» What you need to do
Produce an exact transcription of every entry.

» Information shown
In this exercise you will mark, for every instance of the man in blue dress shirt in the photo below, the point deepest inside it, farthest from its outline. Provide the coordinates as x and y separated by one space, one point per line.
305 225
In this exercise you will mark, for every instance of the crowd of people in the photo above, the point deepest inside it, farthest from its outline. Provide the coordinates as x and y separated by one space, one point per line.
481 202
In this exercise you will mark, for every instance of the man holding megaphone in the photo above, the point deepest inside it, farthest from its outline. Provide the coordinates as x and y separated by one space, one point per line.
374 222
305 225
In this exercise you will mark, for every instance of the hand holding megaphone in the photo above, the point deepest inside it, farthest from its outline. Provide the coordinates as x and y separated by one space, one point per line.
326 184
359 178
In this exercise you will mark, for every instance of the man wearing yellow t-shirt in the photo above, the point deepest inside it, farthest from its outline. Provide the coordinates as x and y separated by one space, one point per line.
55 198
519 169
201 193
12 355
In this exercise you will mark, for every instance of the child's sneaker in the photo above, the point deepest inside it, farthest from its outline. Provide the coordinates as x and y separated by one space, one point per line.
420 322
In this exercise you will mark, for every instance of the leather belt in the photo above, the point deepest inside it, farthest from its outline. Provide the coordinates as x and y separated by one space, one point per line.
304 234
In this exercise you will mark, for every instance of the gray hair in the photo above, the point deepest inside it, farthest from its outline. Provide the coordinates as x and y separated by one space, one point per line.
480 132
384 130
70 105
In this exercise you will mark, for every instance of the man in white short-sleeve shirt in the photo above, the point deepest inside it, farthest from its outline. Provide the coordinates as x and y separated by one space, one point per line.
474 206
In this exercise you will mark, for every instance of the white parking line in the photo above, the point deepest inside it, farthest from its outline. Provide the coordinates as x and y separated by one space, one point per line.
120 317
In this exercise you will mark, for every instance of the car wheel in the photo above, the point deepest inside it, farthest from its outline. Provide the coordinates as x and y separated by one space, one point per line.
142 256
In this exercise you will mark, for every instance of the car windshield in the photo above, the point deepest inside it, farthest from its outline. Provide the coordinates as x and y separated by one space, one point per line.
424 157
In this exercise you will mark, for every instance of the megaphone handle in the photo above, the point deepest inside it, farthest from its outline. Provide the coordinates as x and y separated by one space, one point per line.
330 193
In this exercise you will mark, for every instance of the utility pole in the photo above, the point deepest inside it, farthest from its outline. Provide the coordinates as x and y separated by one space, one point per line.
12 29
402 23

» Output of the exercise
In this exercise you will mark, for every instance of the man in blue dress shirt in the photo below, the point deepest inside it, farthest from its outline. Provide the coordinates as x and y separated by one space, one point per line.
305 225
In this exercise you will mark, for every instance of the crowd of people in the photo above, the point deepest inside it, farthest from its outline. Provide the coordinates as x and y separated by one space, one point per line.
481 202
In this exercise you will mark, for every instance of the man holding megaphone in the photo above, the point deepest inside it, farthest from its outline. Provide the coordinates as x and y separated by one space, one point per line.
374 222
305 225
In this exercise you will mark, for every instance of the hand holding megaphone in the photo above, the point deepest inside it, farthest from its outline. Provide the coordinates as x and y separated by one space, one point per line.
326 184
359 178
In this exercise you will mark, for every instance of the man wearing yellow t-shirt in the photo above, the point deepest inside it, farthest from its outline. Provide the coordinates as x and y separated by one space, one point per line.
55 198
519 169
201 193
12 355
In this exercise you will mark, for every instance of the child's sneaker in the photo above, the point deepest inside it, farthest from its outline. Provide the coordinates as x and y separated by one space, one point per line.
420 322
In this exercise you will mark, for every instance of the leather belt in the photo above, the point deepest inside it, farthest from its outline. Provide the coordinates as x and y separated by one space, one point per line.
304 234
In this exercise you will mark, for every instance of the gray hair in the photo above, the point deepest inside it, farthest from its outline. Provide the coordinates as x and y separated by one space, one point per line.
480 132
384 130
70 105
In this exercise you will mark, for every instance of the man in white short-sleeve shirt in the photo above, the point deepest inside it, farthest from its outline. Provide the coordinates as x and y separated by one space, one point per line.
474 206
In this exercise you will mark, for every instance of the white parking line in the photo above, the point deepest inside it, farthest from its outline. Provide the coordinates as x and y separated by one space, one point per line.
120 317
In this exercise you will mark, for every instance of the car wheel in the photo above, the point deepest inside it, farthest from its outline. Provide the coordinates as x and y separated by one space, one point per line.
142 256
In this exercise you will mark, for every instance of the car windshield in the photo above, the point deepest inside it, farthest from its outline. Provide the coordinates as x and y separated by one space, one point per line.
424 157
In this exercise you will mark, for every instance of the megaphone handle in the photo above, the point deepest inside it, farthest from its outline. Provide the coordinates as x and y separated by one space, one point per line.
330 193
In this exercise you will mark, for every instance of the utility pole in the photo above, the point deepest inside it, farthest from its outline. Provide the coordinates as x and y separated by one space, one point per line.
12 29
402 23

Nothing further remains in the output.